*Problems to solve*.
**A)** Answer the following questions using the courtroom report:
(i) Over which two news-wire services was the electronic version of the October story sent out?
(ii) Whom did Mr Gibson say Mr Chelekis planned to bring into the alleged short-selling conspiracy in a third article?
(iii) What did Mr Shore reply when asked whether he had made any independent effort to verify the allegations against Mr Baines?
**B)** Quote the courtroom report word for word between "Mr Gibson then wondered" and "Mr Shore countered.", inclusive.
**C)** Extend the courtroom report about Mr Shore's testimony, beginning after its final sentence.

=== Text shown ===

Mr Gibson read aloud the laborious disclaimers that were transmitted with the electronic version of the October story sent out over the Star Data and Bloomberg news-wire services: "Distribution of this article has been paid for by the author, and as such the text is carried in full and unedited. Distribution of this material has been paid for by the author, who takes full responsibility for its contents. Opinions expressed here are solely those of the author and do not necessarily reflect the opinions of the publisher or distributor."

Mr Shore said he had never before charged to distribute a bylined article, nor had he ever before placed such a disclaimer on a story.

"Didn't you ask the names of sources for specific allegations" in the second story? Mr Gibson asked.

Mr Shore replied, "I was told there were sources for the allegations."

"I just want to know any of the sources for the second article," Mr Gibson demanded. "Which did you check on?"

Mr Shore replied, "Some of the people that Adrian du Plessis traded with on the floor . . . and I don't remember their names."

"Did you ask for the sources for allegations that Baines was trading on his column?" Mr Gibson asked.

"Yes, I asked," Mr Shore told the court. "I relied on the assurance he had a source."

"Didn't you make any independent effort to verify" allegations Mr Baines traded against his column and kept his short-selling riches in Panamanian banks, Mr Gibson asked.

"I didn't know how," Mr Shore replied.

Mr Gibson then levelled a hitherto unmentioned charge that Mr Chelekis was planning a third article - this time bringing into the alleged short-selling conspiracy Stockwatch owner and publisher John Woods. This was presaged in an Internet posting which referred to Mr Woods and Mr Baines as two of Vancouver's "terrible trio" of stocks reporters (Mr du Plessis was the third).

"Did you encourage him to add Woods into it?" Mr Gibson said. Mr Shore replied only that Mr Woods may have been a subject for discussion. "That's possible," he said. "I don't recall."

Mr Gibson then wondered aloud whether Mr Shore understood that an article of this kind could spell the end of Mr Baines's career. "Mr Chelekis assured me he had sources" for all of his allegations, Mr Shore countered.

The Southam counsel then returned to his line of questioning about the third story that may have been planned but not written. "The first two take out David Baines and Adrian du Plessis and the third would take out John Woods," Mr Gibson said. Mr Shore denied the statement.

Mr Gibson then pressed Mr Shore on his motives for taking such a risk in publishing the Chelekis material. "What I want to know is, what was in it for Robert Shore?" Mr Gibson asked. "We were attempting to get more information, to expand the company, to get more news (from the US)," Mr Shore said. In addition, if Mr Chelekis was right, he added, that meant Mr Chelekis had "something significant to offer the industry."

=== Dataset ===

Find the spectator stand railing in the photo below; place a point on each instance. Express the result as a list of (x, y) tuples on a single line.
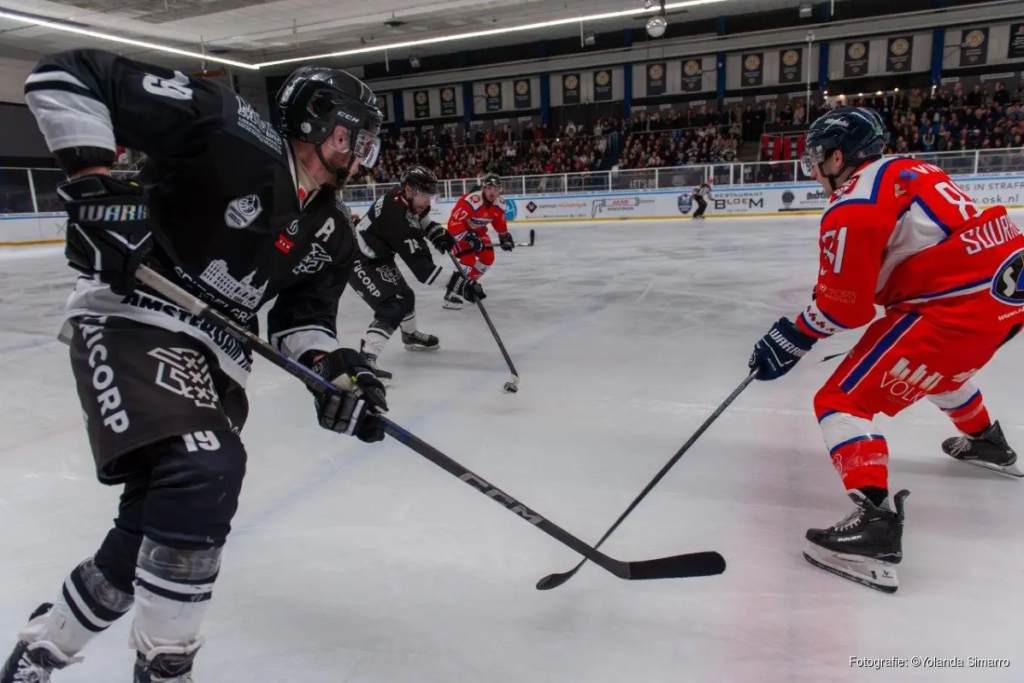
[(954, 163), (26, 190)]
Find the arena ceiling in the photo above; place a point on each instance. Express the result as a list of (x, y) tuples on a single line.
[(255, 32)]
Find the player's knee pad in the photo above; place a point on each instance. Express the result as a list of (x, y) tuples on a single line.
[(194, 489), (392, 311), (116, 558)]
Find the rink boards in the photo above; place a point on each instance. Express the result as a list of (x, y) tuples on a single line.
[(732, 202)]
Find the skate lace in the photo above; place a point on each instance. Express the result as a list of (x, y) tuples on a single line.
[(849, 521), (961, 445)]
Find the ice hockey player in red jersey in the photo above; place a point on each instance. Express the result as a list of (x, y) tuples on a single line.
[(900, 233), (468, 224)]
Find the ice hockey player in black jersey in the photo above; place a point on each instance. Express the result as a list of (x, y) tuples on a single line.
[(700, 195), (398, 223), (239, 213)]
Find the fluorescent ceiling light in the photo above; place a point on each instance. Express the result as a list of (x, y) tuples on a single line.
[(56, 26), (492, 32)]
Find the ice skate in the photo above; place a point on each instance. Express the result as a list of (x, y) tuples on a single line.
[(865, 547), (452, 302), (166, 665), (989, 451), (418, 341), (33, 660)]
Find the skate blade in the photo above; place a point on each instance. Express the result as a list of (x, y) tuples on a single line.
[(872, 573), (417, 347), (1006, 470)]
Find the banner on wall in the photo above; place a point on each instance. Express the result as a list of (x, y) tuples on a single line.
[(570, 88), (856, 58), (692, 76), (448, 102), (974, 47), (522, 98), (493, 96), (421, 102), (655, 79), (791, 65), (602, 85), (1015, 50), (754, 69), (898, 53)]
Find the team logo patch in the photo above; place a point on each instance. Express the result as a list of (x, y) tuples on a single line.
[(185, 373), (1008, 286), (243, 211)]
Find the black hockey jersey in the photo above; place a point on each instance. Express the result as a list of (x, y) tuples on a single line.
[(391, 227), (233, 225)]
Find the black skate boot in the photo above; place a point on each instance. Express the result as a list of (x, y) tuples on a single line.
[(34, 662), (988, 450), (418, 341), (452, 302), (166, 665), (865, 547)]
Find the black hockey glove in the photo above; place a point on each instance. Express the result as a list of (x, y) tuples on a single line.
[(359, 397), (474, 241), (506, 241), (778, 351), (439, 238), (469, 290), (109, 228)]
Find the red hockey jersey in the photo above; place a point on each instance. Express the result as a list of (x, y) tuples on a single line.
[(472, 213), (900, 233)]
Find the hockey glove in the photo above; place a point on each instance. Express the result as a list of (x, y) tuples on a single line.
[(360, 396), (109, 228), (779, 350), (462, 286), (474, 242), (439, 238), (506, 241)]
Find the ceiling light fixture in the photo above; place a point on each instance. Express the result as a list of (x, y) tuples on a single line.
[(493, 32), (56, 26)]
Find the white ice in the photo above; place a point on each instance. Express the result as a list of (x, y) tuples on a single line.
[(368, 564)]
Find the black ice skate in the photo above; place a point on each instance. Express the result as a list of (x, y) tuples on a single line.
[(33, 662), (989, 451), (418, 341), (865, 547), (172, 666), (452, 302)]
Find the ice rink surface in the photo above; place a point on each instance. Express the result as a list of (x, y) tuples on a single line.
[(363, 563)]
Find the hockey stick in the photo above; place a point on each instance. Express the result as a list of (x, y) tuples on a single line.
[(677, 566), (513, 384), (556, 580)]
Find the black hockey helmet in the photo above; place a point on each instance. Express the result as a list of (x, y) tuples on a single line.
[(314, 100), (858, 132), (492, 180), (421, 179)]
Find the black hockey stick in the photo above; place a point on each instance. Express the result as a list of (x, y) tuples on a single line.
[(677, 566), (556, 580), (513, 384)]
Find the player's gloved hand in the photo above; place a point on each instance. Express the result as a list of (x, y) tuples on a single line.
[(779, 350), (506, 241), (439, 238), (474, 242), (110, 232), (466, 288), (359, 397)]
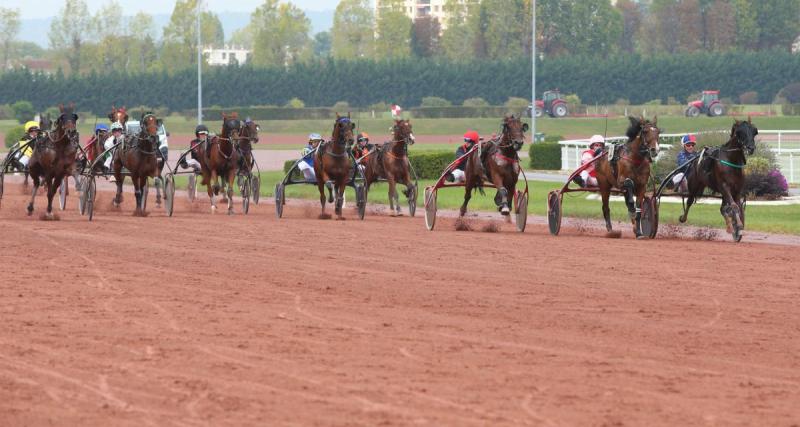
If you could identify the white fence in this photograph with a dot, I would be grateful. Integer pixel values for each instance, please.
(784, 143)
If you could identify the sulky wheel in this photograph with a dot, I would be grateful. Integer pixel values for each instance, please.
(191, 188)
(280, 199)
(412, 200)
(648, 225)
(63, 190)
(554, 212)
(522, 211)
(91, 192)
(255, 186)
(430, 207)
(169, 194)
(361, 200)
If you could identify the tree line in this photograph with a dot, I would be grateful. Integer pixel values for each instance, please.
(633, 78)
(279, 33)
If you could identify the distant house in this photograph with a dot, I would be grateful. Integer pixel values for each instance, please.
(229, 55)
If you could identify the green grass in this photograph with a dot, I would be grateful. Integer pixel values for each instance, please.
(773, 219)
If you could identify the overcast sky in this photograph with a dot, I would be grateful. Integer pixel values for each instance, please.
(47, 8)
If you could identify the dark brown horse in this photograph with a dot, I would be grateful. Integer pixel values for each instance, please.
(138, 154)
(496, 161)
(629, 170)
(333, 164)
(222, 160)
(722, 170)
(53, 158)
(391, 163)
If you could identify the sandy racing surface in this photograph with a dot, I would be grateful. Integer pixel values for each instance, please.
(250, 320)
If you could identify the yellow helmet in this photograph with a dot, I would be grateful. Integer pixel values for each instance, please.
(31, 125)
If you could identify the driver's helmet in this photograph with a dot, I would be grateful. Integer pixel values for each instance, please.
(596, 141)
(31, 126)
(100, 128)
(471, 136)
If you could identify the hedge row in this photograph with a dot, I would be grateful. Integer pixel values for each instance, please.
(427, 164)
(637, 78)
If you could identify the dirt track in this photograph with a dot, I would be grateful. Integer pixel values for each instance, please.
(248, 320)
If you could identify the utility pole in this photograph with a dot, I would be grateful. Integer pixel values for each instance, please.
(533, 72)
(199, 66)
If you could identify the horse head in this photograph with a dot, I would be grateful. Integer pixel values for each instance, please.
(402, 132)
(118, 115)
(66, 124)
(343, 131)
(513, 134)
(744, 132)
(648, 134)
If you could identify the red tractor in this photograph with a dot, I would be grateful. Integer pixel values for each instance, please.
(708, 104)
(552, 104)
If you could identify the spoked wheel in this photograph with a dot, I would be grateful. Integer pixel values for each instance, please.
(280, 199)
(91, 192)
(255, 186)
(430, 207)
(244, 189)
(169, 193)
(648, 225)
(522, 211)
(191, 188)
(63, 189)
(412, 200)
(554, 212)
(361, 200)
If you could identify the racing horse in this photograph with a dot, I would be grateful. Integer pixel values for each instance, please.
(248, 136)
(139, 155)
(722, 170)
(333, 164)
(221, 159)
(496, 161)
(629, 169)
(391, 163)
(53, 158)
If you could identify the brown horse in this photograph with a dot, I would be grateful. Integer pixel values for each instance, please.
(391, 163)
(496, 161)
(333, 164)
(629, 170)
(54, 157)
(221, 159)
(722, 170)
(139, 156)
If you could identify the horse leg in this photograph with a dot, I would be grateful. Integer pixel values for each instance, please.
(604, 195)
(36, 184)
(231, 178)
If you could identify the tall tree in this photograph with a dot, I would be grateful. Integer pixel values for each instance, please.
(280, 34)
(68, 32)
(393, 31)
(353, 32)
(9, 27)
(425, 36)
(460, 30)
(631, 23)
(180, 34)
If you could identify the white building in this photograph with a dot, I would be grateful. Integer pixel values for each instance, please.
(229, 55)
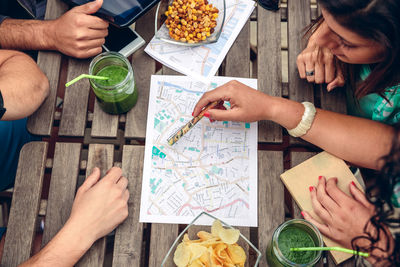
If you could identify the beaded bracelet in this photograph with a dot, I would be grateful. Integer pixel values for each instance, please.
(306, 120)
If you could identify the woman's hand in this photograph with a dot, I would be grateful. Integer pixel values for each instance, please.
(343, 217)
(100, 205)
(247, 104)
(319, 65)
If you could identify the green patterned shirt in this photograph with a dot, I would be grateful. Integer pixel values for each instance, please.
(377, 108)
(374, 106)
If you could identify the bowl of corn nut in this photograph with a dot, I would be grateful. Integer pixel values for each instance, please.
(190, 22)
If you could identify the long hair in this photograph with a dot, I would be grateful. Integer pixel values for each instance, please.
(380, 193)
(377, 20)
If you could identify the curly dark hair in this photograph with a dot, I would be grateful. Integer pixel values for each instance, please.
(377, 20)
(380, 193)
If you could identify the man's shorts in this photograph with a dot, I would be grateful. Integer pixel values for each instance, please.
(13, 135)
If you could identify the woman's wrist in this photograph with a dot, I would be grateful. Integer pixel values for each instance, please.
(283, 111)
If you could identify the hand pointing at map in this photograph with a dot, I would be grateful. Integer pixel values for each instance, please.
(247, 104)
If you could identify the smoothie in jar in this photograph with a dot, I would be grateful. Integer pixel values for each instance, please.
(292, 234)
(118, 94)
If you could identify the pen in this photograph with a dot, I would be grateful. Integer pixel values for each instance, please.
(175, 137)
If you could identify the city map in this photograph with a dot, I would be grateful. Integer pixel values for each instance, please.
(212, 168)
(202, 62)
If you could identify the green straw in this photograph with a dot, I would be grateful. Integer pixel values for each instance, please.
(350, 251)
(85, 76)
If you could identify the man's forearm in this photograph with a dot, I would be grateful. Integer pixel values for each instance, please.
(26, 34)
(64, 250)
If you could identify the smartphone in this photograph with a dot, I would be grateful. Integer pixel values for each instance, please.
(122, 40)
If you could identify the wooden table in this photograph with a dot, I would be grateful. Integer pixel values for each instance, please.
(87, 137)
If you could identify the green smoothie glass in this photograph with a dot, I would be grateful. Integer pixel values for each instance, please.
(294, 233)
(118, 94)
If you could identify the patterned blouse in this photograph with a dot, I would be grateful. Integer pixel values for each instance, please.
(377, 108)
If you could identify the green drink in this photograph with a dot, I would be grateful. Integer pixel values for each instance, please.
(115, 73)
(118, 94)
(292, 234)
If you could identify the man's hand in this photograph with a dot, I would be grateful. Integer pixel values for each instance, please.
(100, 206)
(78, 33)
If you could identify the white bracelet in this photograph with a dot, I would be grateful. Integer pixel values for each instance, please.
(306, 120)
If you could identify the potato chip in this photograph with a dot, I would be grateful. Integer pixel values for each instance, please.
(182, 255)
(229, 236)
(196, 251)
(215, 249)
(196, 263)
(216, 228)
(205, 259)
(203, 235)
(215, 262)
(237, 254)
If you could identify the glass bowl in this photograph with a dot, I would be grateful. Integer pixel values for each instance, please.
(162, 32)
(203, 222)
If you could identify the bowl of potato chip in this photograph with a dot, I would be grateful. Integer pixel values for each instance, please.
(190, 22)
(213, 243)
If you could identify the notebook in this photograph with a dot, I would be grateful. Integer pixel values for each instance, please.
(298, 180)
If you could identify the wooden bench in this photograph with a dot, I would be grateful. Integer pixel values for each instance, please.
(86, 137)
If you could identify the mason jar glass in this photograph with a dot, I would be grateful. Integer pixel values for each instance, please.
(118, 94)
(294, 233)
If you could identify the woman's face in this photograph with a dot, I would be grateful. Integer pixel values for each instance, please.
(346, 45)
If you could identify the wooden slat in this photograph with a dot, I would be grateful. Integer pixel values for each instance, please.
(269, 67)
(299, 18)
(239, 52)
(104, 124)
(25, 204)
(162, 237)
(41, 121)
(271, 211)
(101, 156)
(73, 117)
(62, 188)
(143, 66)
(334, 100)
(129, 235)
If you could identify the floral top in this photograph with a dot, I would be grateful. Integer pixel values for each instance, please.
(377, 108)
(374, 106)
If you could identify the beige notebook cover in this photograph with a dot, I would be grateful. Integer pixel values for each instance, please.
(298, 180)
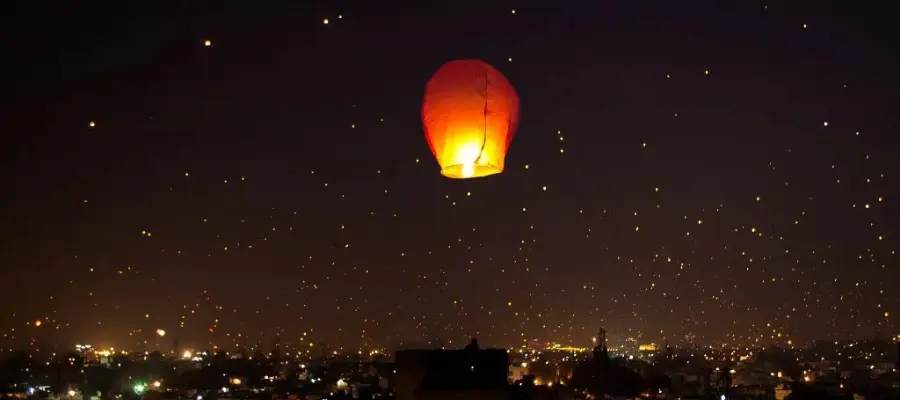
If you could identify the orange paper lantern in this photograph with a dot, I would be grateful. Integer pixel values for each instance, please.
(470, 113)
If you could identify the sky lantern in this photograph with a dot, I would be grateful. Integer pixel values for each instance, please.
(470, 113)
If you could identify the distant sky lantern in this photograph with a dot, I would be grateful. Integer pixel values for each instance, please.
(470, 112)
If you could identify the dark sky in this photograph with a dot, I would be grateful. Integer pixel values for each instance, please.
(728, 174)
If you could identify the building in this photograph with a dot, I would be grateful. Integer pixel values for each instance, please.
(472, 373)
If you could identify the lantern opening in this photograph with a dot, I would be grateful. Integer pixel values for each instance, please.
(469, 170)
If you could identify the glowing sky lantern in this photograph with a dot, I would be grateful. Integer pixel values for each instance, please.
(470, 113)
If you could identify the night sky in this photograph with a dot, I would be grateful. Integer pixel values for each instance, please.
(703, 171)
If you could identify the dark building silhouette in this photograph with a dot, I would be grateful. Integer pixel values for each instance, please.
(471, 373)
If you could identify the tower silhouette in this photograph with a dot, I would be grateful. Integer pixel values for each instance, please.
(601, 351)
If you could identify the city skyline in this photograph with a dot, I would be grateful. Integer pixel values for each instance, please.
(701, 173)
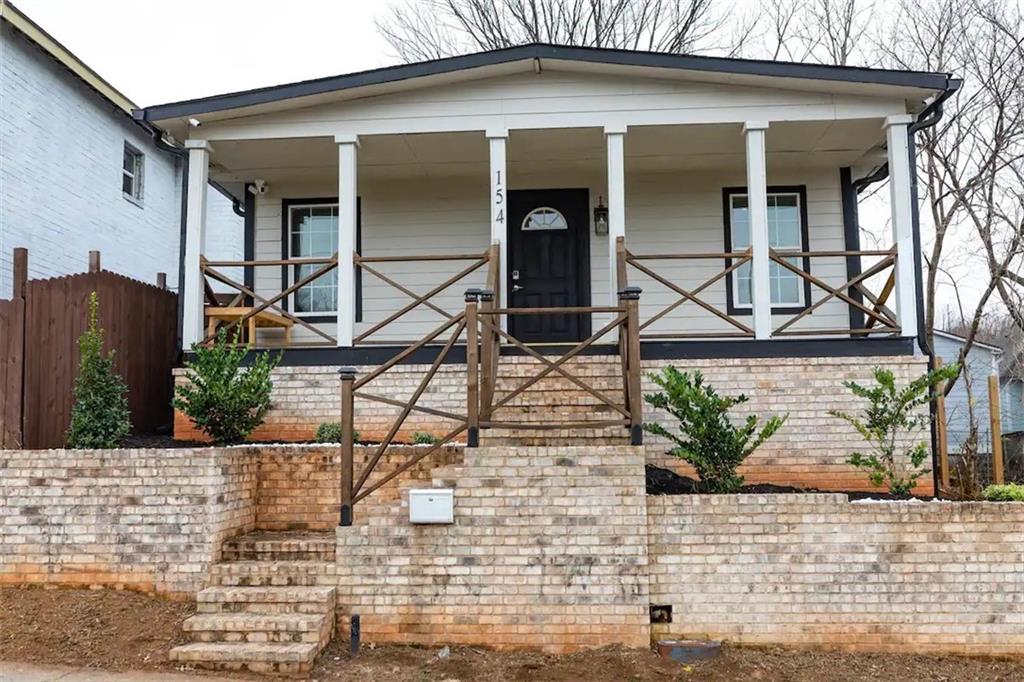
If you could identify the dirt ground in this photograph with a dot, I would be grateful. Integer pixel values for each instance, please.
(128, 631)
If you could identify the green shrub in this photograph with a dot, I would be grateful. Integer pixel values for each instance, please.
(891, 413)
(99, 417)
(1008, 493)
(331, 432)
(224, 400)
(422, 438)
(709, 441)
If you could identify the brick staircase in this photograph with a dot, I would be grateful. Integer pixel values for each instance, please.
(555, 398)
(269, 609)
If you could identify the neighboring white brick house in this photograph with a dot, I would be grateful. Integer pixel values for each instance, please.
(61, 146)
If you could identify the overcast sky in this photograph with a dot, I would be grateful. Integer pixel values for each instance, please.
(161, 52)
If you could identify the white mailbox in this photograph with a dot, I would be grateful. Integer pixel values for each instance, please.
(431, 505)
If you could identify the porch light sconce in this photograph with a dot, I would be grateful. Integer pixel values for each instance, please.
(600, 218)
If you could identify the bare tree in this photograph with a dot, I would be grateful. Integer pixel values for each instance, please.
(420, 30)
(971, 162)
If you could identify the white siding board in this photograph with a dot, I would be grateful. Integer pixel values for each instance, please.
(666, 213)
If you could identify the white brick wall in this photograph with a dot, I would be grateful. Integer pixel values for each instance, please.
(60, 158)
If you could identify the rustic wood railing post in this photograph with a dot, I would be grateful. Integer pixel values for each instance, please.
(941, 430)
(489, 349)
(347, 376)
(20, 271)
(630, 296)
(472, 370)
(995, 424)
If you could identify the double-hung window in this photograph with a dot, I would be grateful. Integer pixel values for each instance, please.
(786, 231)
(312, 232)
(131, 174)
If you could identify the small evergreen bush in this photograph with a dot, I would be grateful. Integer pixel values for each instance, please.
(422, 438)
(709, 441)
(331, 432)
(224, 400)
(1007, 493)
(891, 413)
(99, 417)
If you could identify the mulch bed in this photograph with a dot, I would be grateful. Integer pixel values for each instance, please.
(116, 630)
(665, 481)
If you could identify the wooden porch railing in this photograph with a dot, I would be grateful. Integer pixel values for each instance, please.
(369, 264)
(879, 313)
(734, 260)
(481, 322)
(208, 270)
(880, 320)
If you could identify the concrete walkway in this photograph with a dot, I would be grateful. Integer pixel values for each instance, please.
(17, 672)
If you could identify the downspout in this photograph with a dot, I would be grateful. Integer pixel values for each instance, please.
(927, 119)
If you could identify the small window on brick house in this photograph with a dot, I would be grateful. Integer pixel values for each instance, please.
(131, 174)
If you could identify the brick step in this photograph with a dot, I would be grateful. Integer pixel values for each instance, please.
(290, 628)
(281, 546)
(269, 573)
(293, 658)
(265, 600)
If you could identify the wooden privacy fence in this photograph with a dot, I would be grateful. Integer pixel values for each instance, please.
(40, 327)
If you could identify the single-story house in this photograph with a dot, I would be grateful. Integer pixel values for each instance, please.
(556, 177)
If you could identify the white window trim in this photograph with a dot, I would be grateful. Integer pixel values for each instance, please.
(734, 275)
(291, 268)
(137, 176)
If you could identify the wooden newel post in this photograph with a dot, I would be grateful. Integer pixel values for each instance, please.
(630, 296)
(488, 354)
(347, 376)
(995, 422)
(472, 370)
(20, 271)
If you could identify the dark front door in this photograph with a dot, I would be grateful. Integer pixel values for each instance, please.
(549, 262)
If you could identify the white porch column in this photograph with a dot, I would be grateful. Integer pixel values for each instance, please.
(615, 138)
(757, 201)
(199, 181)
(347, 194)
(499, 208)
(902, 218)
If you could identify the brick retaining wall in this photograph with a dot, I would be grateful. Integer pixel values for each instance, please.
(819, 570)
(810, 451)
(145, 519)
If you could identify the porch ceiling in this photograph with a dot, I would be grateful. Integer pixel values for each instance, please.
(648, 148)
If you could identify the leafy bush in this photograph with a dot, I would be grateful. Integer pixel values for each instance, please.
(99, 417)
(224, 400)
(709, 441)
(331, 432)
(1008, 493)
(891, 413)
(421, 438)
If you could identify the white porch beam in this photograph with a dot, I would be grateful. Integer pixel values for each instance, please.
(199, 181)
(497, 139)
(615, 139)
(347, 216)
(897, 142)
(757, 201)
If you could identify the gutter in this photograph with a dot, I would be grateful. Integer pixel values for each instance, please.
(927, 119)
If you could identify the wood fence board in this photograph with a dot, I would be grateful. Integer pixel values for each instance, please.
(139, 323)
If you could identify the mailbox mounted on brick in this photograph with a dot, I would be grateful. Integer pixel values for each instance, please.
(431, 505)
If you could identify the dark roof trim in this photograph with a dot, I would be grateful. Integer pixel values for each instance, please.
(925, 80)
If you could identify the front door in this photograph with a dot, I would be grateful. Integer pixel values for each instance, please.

===

*Responses*.
**A)**
(i) Star Data and Bloomberg.
(ii) John Woods, the owner and publisher of Stockwatch.
(iii) "I didn't know how."

**B)**
Mr Gibson then wondered aloud whether Mr Shore understood that an article of this kind could spell the end of Mr Baines's career. "Mr Chelekis assured me he had sources" for all of his allegations, Mr Shore countered.

**C)**
"But what about Bob Shore?" Mr Gibson demanded.

"I'm not really sure there was anything in it for me, except to gain more information and to make contact with companies in the US," he said.

Mr Shore also confirmed he had later travelled to a gold show in Florida and had stayed overnight as a guest in Mr Chelekis's home, adding that he subsequently met with the tipster-cum-promoter "a couple of times" when he visited Vancouver, and talked many times over the phone.

Mr Shore was sued by Mr Baines and Southam in May 1995. Mr Gibson then asked whether Mr Shore took any steps at that time to "find out facts" from Mr Chelekis about the story and who provided information on the specific allegations. Mr Shore replied that he did, and that Mr Chelekis assured him the sources were solid and that he should not worry.

"Did you worry?" Mr Gibson asked. "Oh, I worried," Mr Shore replied.

Mr Shore said he tried to ensure that Mr Chelekis would appear in court to defend himself and provide information about his sources, adding he last spoke to Mr Chelekis "eight to 10 weeks ago, possibly longer." (In fact, Mr Chelekis didn't appear, claiming through a lawyer he hired by cell phone on September 5 that he didn't know about the court date. Lawyer Andrew Davis requested a delay of proceedings on September 8, but Mr Justice Rowan denied the request, agreeing with Mr Gibson that he should have known about the date because it was set in late 1995.)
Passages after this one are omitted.